— START EXCERPT —

Building Software Systems at Google and Lessons Learned

Table of Contents

Jeff Dean @ 2010

1. Outlines

  • Evolution of various systems at Google
    • computing hardware
    • core search systems
    • infrastructure software
  • Techniques for building large-scale systems
    • decomposition into services
    • design patterns for performance & reliability

2. Google Web Search: 1999 vs. 2010

  • # docs: tens of millions to tens of billions ~1000X
  • queries processed/day: ~1000X
  • per doc info in index: ~3X
  • update latency: months to tens of secs ~50000X 这个似乎加快了不少,搜索实时性是一个很重要的问题
  • avg. query latency: <1s to <0.2s ~5X
  • More machines * faster machines: ~1000X
  • Continuous evolution:
    • 7 significant revisions in last 11 years
    • often rolled out without users realizing we’ve made major changes

2.1. Caching in Web Search

  • Cache servers:
    • cache both index results and doc snippets
    • hit rates typically 30-60%
      • depends on frequency of index updates, mix of query traffic, level of personalization, etc
  • Main benefits:
    • performance! a few machines do work of 100s or 1000s
    • much lower query latency on hits
      • queries that hit in cache tend to be both popular and expensive (common words, lots of documents to score, etc.)

— END EXCERPT —

TASK OBJECTIVE:
Name each kind of system that the Google systems outline above lists under the evolution of systems at Google.

— START DATA SEGMENT —

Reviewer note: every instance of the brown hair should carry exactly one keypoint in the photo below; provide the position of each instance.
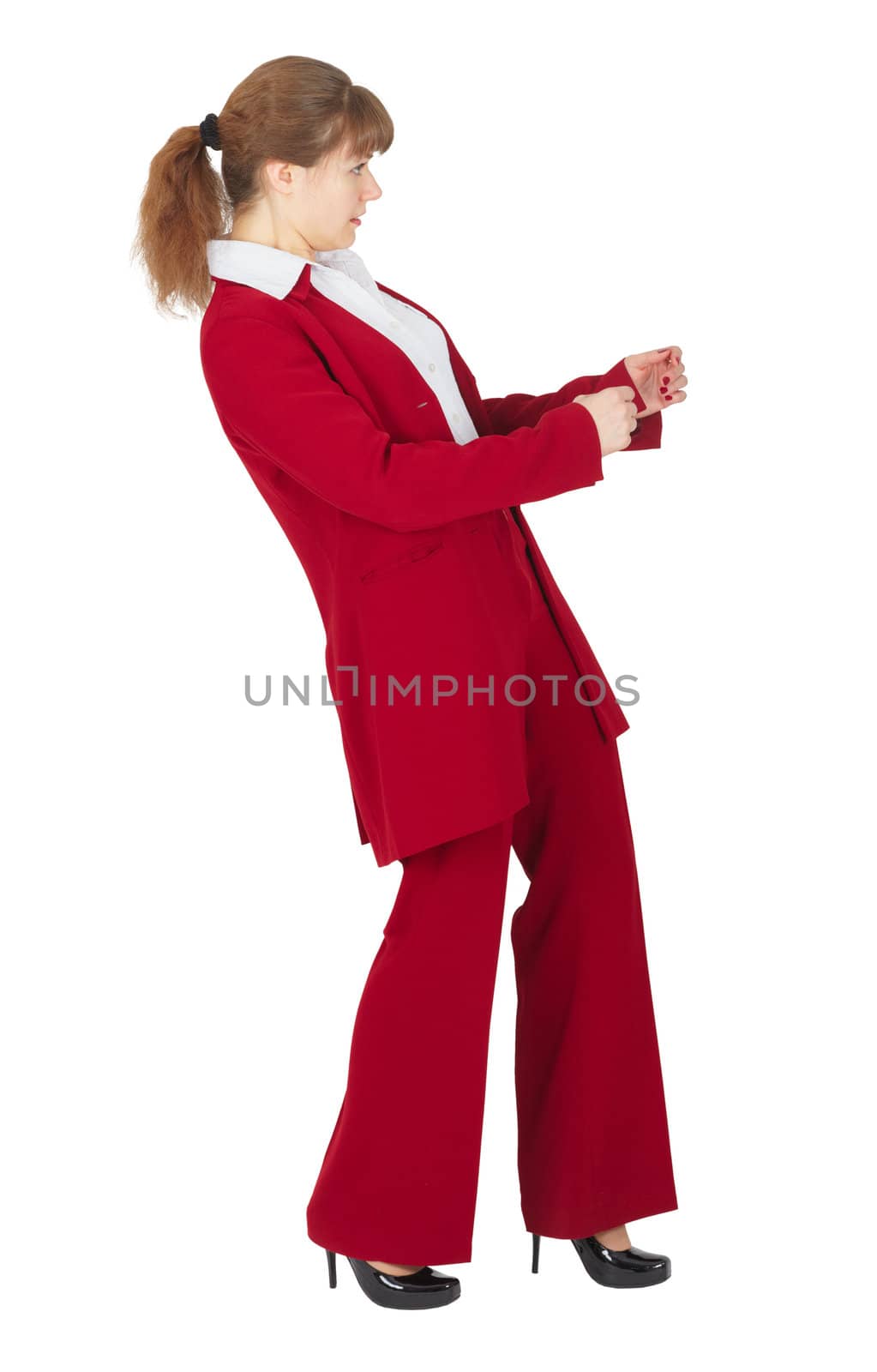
(294, 109)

— END DATA SEGMENT —

COMPLETED TASK:
Computing hardware, core search systems, and infrastructure software.